== Extracted material

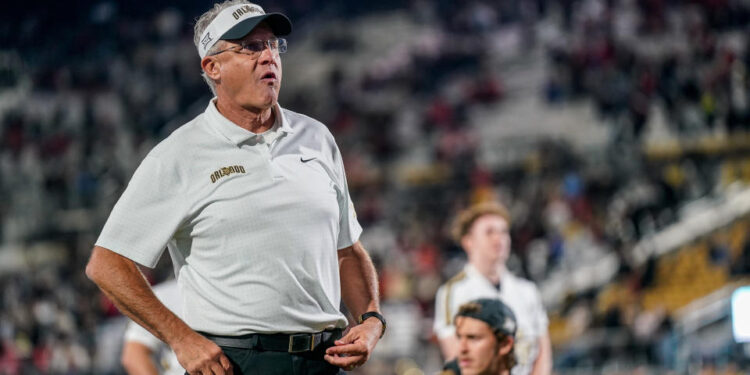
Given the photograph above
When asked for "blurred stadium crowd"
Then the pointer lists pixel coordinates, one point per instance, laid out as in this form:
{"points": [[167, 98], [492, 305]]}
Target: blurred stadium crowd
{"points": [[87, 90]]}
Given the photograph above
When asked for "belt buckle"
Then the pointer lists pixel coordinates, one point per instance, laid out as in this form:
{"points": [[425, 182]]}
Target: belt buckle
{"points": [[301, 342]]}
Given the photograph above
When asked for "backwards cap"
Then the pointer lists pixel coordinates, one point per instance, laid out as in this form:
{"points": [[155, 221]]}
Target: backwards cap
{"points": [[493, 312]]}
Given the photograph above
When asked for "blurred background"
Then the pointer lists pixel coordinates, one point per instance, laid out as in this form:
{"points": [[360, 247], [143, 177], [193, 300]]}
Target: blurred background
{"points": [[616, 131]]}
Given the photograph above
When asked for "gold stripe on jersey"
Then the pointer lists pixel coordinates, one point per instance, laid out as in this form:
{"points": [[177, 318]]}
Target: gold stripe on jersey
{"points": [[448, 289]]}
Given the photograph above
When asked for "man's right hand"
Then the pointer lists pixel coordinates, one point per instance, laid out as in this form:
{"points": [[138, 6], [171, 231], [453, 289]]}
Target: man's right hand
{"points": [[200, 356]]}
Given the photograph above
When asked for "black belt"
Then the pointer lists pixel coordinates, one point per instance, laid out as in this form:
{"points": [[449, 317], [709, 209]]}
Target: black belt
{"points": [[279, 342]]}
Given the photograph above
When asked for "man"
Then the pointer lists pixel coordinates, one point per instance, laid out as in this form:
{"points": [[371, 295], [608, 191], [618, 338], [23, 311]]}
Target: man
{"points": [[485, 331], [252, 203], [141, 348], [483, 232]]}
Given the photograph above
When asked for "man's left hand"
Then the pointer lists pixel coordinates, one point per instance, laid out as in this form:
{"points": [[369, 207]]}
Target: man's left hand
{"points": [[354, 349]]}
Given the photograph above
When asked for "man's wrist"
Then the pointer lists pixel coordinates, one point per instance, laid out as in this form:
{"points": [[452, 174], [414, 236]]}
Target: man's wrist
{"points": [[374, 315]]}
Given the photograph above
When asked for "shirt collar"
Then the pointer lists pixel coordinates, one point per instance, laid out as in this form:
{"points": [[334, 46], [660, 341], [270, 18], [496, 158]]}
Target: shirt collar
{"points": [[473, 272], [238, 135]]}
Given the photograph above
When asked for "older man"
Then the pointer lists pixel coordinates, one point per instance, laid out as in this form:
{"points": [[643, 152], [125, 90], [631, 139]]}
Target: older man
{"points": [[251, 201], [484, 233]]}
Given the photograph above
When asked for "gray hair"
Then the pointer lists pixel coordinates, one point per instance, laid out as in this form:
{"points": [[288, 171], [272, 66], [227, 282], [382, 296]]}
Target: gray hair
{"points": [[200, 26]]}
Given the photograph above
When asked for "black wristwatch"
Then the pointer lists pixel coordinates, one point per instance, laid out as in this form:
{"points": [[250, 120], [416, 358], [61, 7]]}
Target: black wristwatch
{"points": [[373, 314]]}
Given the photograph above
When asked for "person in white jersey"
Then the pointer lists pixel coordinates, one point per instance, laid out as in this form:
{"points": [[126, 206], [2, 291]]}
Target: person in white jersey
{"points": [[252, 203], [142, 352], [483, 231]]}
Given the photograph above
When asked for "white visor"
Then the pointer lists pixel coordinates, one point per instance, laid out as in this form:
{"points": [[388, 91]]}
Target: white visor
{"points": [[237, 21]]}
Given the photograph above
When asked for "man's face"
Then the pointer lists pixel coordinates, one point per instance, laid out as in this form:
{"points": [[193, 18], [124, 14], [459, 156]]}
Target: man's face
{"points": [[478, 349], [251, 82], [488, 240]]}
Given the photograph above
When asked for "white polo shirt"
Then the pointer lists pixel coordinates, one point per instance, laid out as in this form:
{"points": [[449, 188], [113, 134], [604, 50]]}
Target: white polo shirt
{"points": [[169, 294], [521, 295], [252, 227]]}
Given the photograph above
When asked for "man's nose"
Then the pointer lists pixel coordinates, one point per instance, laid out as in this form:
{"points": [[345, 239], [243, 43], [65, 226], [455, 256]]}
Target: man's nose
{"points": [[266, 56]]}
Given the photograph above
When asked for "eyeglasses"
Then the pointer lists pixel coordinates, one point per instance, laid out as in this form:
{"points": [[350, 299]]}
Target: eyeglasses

====

Do this — Leave the pictures out and reproduce each record exactly as written.

Response —
Given the photograph above
When asked for "blurred stadium crowd"
Then the pointer lists pixel coordinates, one point per instance, laid out as in this form:
{"points": [[167, 98], [492, 305]]}
Target: blurred stadium crowd
{"points": [[87, 90]]}
Given the photograph above
When asked for "belt buckle"
Then the pointer lists pixel coordinates, one point per instance, laid out as in this form:
{"points": [[425, 182]]}
Target: belt buckle
{"points": [[301, 342]]}
Given the photograph above
When asked for "backwards cap"
Then the pointer lists pixel coordinates, one point per instance, laid out as in this form:
{"points": [[155, 221]]}
Target: backwards cap
{"points": [[493, 312]]}
Given the photograph above
When asked for "blurred background"
Then the pointer lists pixel coordinates, one point per instance, laid out as in this form:
{"points": [[360, 247], [143, 177], [193, 300]]}
Target: blurred background
{"points": [[616, 131]]}
Given the photograph above
When asked for "gold stripe on jersey"
Then the pointer lists pixel coordinates, one point per instance, laid out as in this form:
{"points": [[177, 318]]}
Target: gold stripe on jersey
{"points": [[448, 289]]}
Given the photograph above
When asked for "man's right hand"
Then the pointer lists pixel coordinates, one point per instance, laid out as in this form:
{"points": [[138, 6], [171, 231], [453, 289]]}
Target: man's right hand
{"points": [[200, 356]]}
Given the photograph above
When asked for "black belt"
Then the pointer lists pixel coordinates, one point per instance, laid out as in this form:
{"points": [[449, 317], [709, 209]]}
Target: black belt
{"points": [[279, 342]]}
Given the photograph above
When asked for "man"
Then the pointer lists pixel coordinates, one point per instance, laid out as in this form:
{"points": [[371, 295], [608, 191], [618, 338], [23, 311]]}
Target: man
{"points": [[485, 331], [252, 203], [141, 348], [483, 232]]}
Given the photograph above
When asked for "man's left hand"
Then the pointer lists pixel coordinates, one point per instance, laid out as in this form:
{"points": [[369, 207]]}
Target: man's left hand
{"points": [[354, 349]]}
Given the photograph above
When asked for "man's wrist"
Then the pointer lists pixel coordinates, one point per instance, laid out as in this form:
{"points": [[452, 174], [414, 236]]}
Target: man's wrist
{"points": [[374, 315]]}
Given the photograph above
When asked for "shirt collar"
Then the pointer lists pixel coordinates, one point per instance, laid out as in this form:
{"points": [[334, 46], [660, 341], [270, 18], [496, 158]]}
Target: shirt collar
{"points": [[473, 272], [238, 135]]}
Given the photograph above
When asked for "older man"
Then the pointer lists pixel coordinates, one point per instance, laid out as in this form:
{"points": [[643, 152], [125, 90], [631, 139]]}
Target: older man
{"points": [[251, 201], [484, 233]]}
Given the photograph above
When asked for "gray hair"
Then the pointer lists pixel coordinates, one point per instance, laid out as in this form:
{"points": [[288, 171], [272, 66], [227, 282], [382, 296]]}
Target: gray hair
{"points": [[200, 26]]}
Given the photograph above
When asked for "black wristwatch"
Then the pointer lists pixel coordinates, one point per instance, laid out as in this form:
{"points": [[250, 120], [416, 358], [61, 7]]}
Target: black wristwatch
{"points": [[373, 314]]}
Given the photograph above
When asked for "person in white jersey"
Then the pointer lists pixel coordinates, one point per instance, laid out as in this form:
{"points": [[126, 206], [2, 291]]}
Target: person in white jersey
{"points": [[252, 203], [142, 352], [483, 231]]}
Given the photograph above
When asked for "white visor"
Then the pointer lists pixel coordinates, one point per instance, laid out as in this form:
{"points": [[388, 91]]}
Target: white visor
{"points": [[237, 21]]}
Given the photograph above
When asked for "man's face"
Then the pointer lists pixel coordinates, one point per instance, laid out as in this form:
{"points": [[193, 18], [124, 14], [459, 156]]}
Target: man's face
{"points": [[478, 349], [251, 82], [488, 240]]}
Given the photograph above
When asked for "white polo shirt"
Then the pointer lists pixel coordinates, one point per instance, laid out as in this form:
{"points": [[449, 188], [113, 134], [604, 50]]}
Target: white polo shirt
{"points": [[169, 294], [521, 295], [252, 227]]}
Given the photograph above
When asked for "man's nose"
Then the pointer lists pixel coordinates, one point per instance, laid out as in this form:
{"points": [[345, 239], [243, 43], [65, 226], [455, 256]]}
Target: man's nose
{"points": [[266, 56]]}
Given the photograph above
When asked for "eyeglasses"
Then the pointer lists pixel coordinates, one point per instance, laid out as in this form:
{"points": [[350, 299]]}
Target: eyeglasses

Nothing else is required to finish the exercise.